◆ **GIVEN TASK**: Pull out each line in the items below that contains the string "foliage". Matches must have the same uppercase and lowercase letters.

--- BEGIN ---

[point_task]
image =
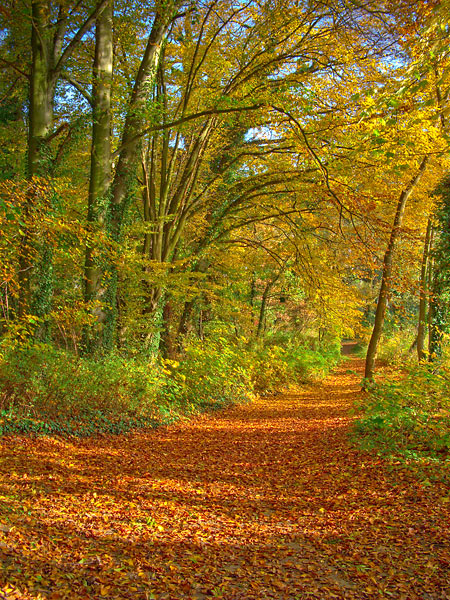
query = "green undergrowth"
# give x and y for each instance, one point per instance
(408, 418)
(49, 391)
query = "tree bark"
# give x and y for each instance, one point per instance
(387, 272)
(100, 176)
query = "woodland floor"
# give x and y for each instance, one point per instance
(263, 501)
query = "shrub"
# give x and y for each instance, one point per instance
(212, 373)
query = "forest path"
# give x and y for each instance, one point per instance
(262, 501)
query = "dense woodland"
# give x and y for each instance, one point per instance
(200, 199)
(224, 293)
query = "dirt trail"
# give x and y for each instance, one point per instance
(264, 501)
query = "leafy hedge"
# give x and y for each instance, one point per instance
(410, 417)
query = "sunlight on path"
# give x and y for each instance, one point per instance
(265, 501)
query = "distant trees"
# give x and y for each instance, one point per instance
(170, 142)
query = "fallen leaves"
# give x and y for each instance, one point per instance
(264, 501)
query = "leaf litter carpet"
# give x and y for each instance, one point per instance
(262, 501)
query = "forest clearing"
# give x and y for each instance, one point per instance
(265, 500)
(203, 205)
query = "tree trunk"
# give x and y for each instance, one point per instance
(124, 178)
(387, 272)
(100, 170)
(421, 329)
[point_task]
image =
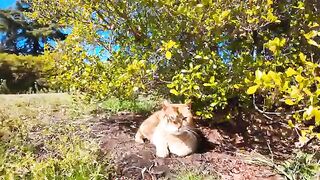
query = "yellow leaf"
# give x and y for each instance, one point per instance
(289, 102)
(170, 44)
(303, 139)
(312, 42)
(290, 124)
(290, 72)
(299, 78)
(173, 91)
(168, 55)
(307, 91)
(252, 89)
(302, 57)
(316, 114)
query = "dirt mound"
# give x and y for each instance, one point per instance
(138, 161)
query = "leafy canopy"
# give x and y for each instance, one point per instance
(205, 51)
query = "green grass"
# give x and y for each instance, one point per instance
(48, 137)
(302, 166)
(140, 105)
(195, 175)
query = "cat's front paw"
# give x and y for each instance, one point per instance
(139, 138)
(162, 153)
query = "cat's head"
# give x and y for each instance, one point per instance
(183, 109)
(173, 120)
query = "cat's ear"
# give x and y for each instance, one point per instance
(165, 104)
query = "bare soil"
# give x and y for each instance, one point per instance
(223, 153)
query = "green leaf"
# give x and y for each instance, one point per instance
(312, 42)
(290, 72)
(168, 55)
(302, 57)
(171, 44)
(316, 114)
(173, 91)
(289, 102)
(252, 89)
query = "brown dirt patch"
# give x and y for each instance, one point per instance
(219, 154)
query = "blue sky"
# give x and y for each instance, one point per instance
(92, 50)
(4, 4)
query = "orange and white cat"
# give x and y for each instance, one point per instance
(148, 126)
(172, 136)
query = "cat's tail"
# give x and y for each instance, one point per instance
(139, 137)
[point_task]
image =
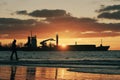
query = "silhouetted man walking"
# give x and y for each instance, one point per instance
(14, 50)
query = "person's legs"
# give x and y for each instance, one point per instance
(16, 55)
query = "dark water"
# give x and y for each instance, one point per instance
(48, 73)
(63, 55)
(100, 65)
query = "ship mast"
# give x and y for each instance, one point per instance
(101, 42)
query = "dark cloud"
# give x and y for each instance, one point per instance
(45, 13)
(64, 25)
(23, 12)
(48, 13)
(110, 12)
(109, 8)
(108, 15)
(2, 3)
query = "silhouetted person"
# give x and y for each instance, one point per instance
(14, 50)
(13, 72)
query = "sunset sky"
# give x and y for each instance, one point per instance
(84, 21)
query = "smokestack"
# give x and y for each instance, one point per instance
(57, 38)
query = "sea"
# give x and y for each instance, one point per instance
(61, 65)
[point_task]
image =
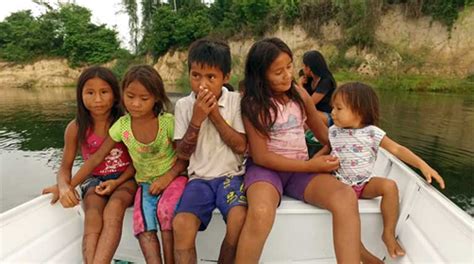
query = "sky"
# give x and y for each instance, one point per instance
(103, 12)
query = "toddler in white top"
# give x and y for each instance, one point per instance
(355, 140)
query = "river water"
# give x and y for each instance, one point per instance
(437, 127)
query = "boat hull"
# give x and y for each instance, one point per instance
(430, 227)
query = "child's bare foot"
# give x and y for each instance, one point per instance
(368, 258)
(394, 249)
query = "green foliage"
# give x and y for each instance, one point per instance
(315, 14)
(66, 32)
(174, 29)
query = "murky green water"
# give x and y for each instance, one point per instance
(438, 127)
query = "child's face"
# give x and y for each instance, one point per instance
(343, 116)
(280, 73)
(202, 76)
(138, 101)
(98, 96)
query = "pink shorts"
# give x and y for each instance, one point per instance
(151, 211)
(359, 189)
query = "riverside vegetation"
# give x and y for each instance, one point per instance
(67, 32)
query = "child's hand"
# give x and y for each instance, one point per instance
(160, 184)
(324, 163)
(430, 173)
(106, 187)
(53, 189)
(205, 102)
(68, 197)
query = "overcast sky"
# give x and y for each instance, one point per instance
(103, 12)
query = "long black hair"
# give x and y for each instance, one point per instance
(317, 64)
(257, 104)
(152, 81)
(84, 119)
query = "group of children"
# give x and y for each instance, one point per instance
(141, 157)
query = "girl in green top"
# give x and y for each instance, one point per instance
(147, 131)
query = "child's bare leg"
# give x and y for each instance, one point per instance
(114, 212)
(366, 257)
(262, 200)
(235, 222)
(150, 246)
(93, 209)
(185, 228)
(388, 190)
(167, 238)
(327, 192)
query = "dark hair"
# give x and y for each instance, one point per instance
(213, 53)
(151, 80)
(361, 99)
(317, 64)
(300, 73)
(84, 119)
(257, 104)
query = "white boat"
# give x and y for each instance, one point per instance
(431, 228)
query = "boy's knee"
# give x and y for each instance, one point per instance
(181, 223)
(390, 186)
(238, 214)
(261, 214)
(115, 206)
(343, 199)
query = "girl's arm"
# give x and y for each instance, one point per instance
(162, 182)
(261, 156)
(93, 161)
(314, 121)
(317, 97)
(411, 158)
(325, 150)
(108, 187)
(63, 177)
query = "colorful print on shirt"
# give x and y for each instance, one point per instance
(287, 133)
(153, 159)
(357, 151)
(117, 160)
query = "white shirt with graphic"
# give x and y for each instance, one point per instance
(357, 151)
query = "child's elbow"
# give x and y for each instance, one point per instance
(241, 149)
(182, 156)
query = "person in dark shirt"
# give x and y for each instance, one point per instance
(319, 82)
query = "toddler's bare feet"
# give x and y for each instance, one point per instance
(368, 258)
(394, 249)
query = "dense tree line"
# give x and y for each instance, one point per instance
(164, 25)
(66, 32)
(176, 23)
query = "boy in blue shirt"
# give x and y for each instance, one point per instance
(210, 134)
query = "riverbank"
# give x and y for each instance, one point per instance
(409, 54)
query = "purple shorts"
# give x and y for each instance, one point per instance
(201, 197)
(358, 189)
(292, 184)
(149, 211)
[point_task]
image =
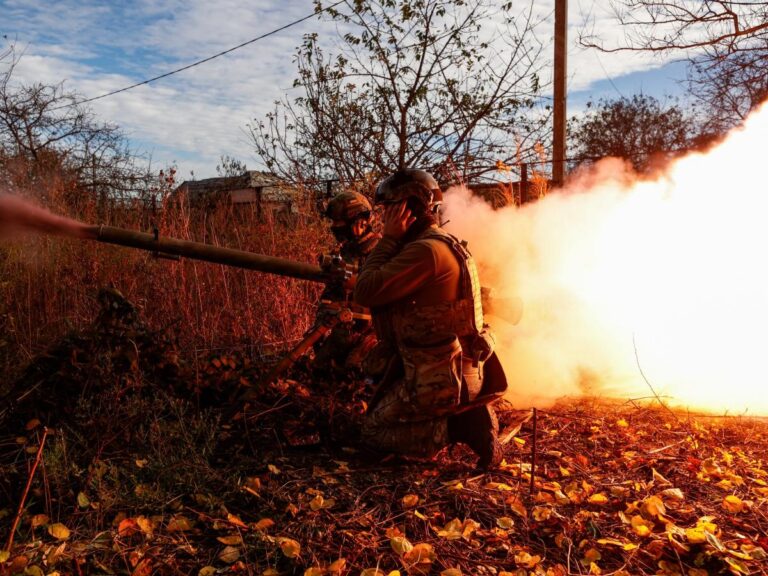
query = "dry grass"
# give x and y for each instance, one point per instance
(48, 286)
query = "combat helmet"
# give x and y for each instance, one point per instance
(410, 183)
(348, 207)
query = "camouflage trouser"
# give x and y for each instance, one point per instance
(411, 415)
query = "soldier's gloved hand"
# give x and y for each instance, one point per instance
(397, 220)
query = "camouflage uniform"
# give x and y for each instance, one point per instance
(435, 350)
(346, 345)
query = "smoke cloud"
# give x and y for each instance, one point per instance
(18, 216)
(633, 287)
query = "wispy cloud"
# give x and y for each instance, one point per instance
(196, 116)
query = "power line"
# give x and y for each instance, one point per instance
(204, 60)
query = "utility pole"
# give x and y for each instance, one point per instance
(561, 67)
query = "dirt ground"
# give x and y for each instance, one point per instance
(118, 458)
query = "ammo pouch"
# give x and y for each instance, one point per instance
(483, 345)
(432, 376)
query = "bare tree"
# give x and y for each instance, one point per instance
(638, 129)
(429, 83)
(725, 42)
(46, 125)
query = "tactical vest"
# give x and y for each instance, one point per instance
(462, 317)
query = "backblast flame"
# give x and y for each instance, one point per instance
(18, 215)
(635, 288)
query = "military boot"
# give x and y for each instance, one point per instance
(478, 428)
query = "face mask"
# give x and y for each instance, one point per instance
(343, 233)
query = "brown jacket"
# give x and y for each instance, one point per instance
(422, 272)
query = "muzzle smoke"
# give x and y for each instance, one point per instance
(18, 216)
(630, 282)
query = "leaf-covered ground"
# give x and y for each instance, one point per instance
(143, 472)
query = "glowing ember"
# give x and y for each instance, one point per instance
(624, 278)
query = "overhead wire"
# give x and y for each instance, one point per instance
(204, 60)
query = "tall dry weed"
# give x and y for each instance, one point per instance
(48, 285)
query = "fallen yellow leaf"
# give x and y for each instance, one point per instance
(641, 526)
(59, 531)
(289, 547)
(410, 500)
(733, 504)
(401, 545)
(263, 524)
(229, 554)
(598, 498)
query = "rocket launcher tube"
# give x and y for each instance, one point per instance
(208, 253)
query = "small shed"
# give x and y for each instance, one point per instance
(270, 196)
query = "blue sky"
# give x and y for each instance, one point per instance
(193, 118)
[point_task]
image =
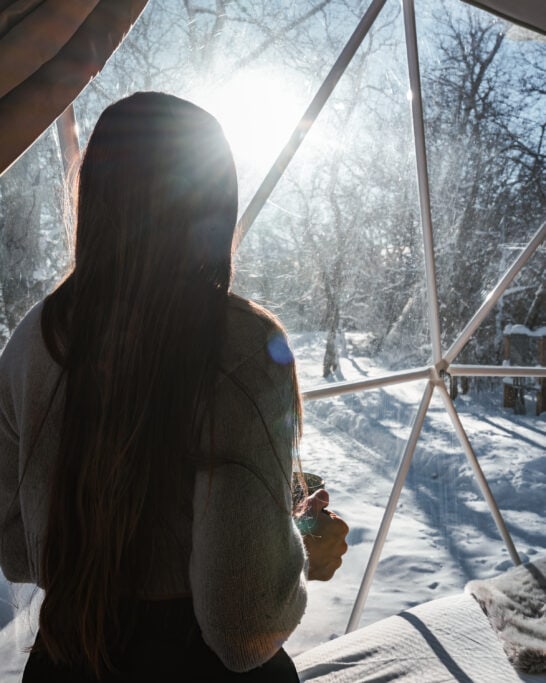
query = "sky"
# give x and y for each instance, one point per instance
(442, 534)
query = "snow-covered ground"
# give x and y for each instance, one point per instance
(442, 534)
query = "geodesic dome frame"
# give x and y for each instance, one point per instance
(49, 55)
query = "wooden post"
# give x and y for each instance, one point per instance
(509, 393)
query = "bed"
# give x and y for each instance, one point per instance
(492, 632)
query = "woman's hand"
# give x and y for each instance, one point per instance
(325, 537)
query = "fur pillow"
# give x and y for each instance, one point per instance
(515, 604)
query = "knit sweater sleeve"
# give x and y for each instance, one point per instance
(248, 563)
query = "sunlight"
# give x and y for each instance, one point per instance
(258, 111)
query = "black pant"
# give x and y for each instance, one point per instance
(166, 645)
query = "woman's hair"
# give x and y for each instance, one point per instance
(136, 327)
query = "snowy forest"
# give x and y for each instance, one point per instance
(338, 247)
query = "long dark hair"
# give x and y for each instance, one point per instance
(136, 327)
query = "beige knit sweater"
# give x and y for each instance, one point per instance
(241, 557)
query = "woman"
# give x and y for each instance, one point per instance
(148, 420)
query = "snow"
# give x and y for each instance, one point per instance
(442, 534)
(523, 329)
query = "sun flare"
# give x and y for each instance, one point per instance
(258, 112)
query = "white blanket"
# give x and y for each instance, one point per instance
(441, 641)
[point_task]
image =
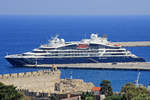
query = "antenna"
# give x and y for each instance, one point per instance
(70, 75)
(137, 81)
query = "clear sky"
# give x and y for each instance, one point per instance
(75, 7)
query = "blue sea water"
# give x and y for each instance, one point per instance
(20, 34)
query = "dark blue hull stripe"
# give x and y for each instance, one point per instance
(33, 61)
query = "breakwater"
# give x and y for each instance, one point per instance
(45, 83)
(37, 83)
(133, 44)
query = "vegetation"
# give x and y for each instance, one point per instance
(114, 97)
(131, 92)
(9, 92)
(106, 88)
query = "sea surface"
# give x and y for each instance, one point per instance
(20, 34)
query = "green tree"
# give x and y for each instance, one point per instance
(114, 97)
(9, 92)
(131, 92)
(106, 88)
(141, 97)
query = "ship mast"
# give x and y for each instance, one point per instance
(137, 81)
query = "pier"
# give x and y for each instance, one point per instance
(120, 66)
(134, 44)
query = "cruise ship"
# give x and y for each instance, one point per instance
(57, 51)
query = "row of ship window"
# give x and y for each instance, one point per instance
(93, 51)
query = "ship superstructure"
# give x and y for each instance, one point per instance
(57, 51)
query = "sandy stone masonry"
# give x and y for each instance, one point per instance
(45, 83)
(40, 81)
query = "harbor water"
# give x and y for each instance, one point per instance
(20, 34)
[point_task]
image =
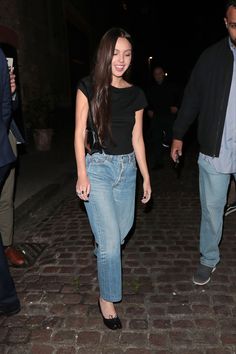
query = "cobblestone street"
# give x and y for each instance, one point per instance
(162, 311)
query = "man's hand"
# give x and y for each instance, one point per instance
(176, 149)
(12, 81)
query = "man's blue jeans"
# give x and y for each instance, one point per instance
(213, 196)
(110, 211)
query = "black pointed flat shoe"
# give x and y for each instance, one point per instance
(111, 323)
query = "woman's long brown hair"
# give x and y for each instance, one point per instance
(102, 78)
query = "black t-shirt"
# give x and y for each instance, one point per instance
(124, 103)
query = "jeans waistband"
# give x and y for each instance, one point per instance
(125, 158)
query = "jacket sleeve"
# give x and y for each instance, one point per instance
(190, 105)
(6, 92)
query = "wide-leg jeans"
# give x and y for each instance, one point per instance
(213, 187)
(110, 211)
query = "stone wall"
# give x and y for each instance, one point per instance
(38, 31)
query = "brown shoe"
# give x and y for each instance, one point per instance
(14, 256)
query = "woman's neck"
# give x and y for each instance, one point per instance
(119, 82)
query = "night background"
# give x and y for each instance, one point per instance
(54, 42)
(172, 32)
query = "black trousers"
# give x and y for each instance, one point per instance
(7, 287)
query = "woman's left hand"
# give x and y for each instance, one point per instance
(147, 192)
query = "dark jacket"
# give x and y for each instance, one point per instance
(206, 97)
(6, 153)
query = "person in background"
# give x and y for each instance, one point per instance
(9, 302)
(210, 96)
(163, 101)
(107, 180)
(231, 205)
(14, 256)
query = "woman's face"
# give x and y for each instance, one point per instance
(122, 57)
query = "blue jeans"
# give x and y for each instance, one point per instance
(110, 211)
(213, 187)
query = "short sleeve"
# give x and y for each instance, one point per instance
(141, 100)
(85, 86)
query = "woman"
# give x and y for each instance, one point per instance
(107, 181)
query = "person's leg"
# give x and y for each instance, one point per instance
(9, 302)
(101, 211)
(6, 209)
(124, 196)
(213, 193)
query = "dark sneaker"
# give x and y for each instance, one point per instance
(230, 208)
(203, 275)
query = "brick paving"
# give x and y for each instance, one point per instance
(162, 311)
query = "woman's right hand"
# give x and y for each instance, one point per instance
(83, 188)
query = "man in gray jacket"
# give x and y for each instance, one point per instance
(210, 96)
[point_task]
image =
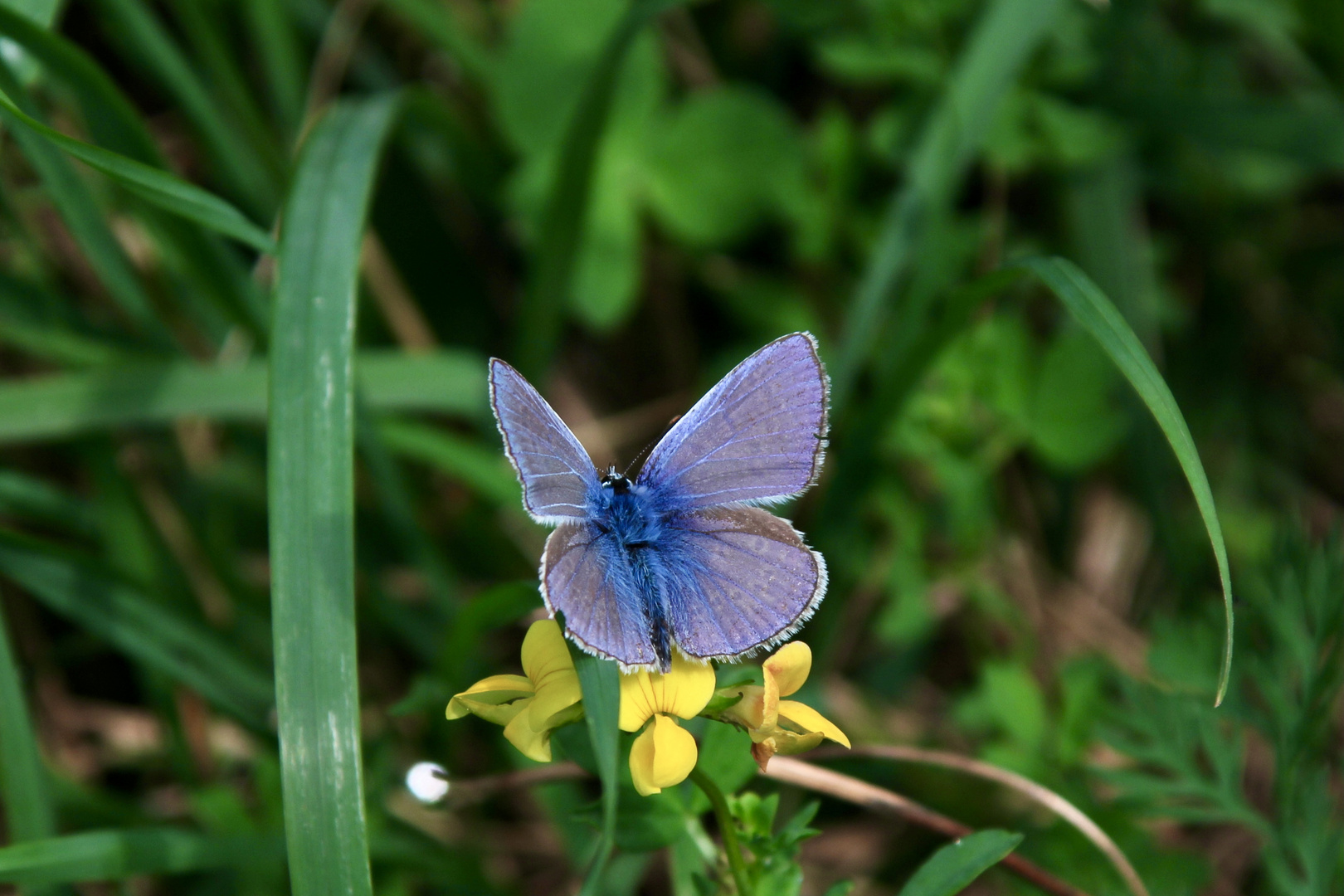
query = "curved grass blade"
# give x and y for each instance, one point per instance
(152, 184)
(956, 865)
(139, 626)
(601, 685)
(62, 405)
(114, 855)
(312, 500)
(1004, 38)
(1098, 316)
(566, 206)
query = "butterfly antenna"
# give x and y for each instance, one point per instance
(650, 446)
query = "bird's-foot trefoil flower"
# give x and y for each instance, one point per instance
(665, 752)
(780, 726)
(533, 704)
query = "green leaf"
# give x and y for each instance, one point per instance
(139, 626)
(485, 470)
(312, 499)
(728, 158)
(566, 212)
(152, 47)
(63, 405)
(153, 186)
(277, 47)
(437, 24)
(1090, 308)
(77, 207)
(1004, 38)
(953, 867)
(1075, 421)
(116, 855)
(601, 685)
(23, 779)
(116, 125)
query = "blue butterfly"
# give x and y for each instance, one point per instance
(680, 555)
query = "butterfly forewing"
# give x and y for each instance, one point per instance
(737, 579)
(758, 436)
(555, 472)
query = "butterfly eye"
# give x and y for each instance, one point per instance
(617, 483)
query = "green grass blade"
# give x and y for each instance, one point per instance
(80, 212)
(139, 626)
(312, 500)
(566, 206)
(156, 50)
(116, 855)
(399, 509)
(273, 37)
(112, 119)
(27, 496)
(485, 470)
(114, 124)
(601, 685)
(62, 405)
(1098, 316)
(153, 186)
(956, 865)
(42, 12)
(1003, 41)
(436, 23)
(23, 778)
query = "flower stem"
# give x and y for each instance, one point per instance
(728, 829)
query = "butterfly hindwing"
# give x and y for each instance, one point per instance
(737, 579)
(587, 578)
(555, 472)
(756, 437)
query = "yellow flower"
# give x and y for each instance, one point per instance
(665, 752)
(533, 705)
(780, 726)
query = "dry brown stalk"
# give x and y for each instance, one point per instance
(824, 781)
(1040, 794)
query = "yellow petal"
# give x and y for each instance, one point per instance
(661, 757)
(683, 692)
(488, 692)
(544, 655)
(531, 743)
(806, 719)
(789, 666)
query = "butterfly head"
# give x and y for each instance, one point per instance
(616, 481)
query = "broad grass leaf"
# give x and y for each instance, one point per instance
(956, 865)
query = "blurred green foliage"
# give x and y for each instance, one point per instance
(1018, 568)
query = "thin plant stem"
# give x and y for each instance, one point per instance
(728, 829)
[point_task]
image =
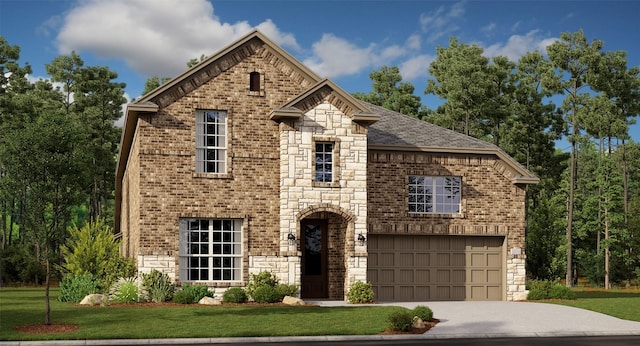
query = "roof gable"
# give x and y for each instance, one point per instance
(221, 62)
(325, 90)
(396, 131)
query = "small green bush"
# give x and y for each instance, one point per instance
(234, 295)
(559, 291)
(423, 312)
(400, 320)
(287, 290)
(543, 289)
(360, 292)
(264, 278)
(183, 297)
(127, 290)
(197, 291)
(73, 288)
(266, 294)
(159, 286)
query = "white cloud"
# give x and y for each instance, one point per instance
(153, 37)
(489, 28)
(442, 21)
(334, 57)
(416, 68)
(518, 45)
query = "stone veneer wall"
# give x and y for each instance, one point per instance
(348, 196)
(491, 203)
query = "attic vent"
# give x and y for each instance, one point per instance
(256, 84)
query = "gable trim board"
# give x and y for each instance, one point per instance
(270, 188)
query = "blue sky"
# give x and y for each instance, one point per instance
(342, 40)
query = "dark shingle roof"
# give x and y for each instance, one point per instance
(400, 130)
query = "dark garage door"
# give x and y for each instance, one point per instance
(432, 268)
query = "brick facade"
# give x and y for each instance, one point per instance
(269, 181)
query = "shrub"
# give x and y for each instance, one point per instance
(197, 291)
(263, 278)
(286, 290)
(235, 295)
(73, 288)
(159, 286)
(360, 292)
(266, 294)
(92, 249)
(543, 289)
(400, 320)
(559, 291)
(127, 290)
(423, 312)
(183, 297)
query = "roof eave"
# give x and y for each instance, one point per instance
(132, 113)
(523, 175)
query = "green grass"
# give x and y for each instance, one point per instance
(619, 303)
(21, 306)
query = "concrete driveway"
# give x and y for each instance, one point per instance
(517, 319)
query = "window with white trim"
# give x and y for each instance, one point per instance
(211, 141)
(211, 250)
(324, 162)
(436, 195)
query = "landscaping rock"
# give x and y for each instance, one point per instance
(418, 323)
(210, 301)
(94, 299)
(292, 301)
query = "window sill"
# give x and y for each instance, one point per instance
(322, 184)
(437, 215)
(213, 175)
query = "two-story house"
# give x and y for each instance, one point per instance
(249, 161)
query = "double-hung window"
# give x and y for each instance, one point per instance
(211, 250)
(437, 195)
(324, 162)
(211, 141)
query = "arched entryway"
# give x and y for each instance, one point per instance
(326, 239)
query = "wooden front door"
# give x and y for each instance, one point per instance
(314, 259)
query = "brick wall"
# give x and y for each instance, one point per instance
(491, 203)
(165, 149)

--- END ---

◆ **ANSWER TO THE PROBLEM**:
query = "green foliage"
query = "blurred green foliage"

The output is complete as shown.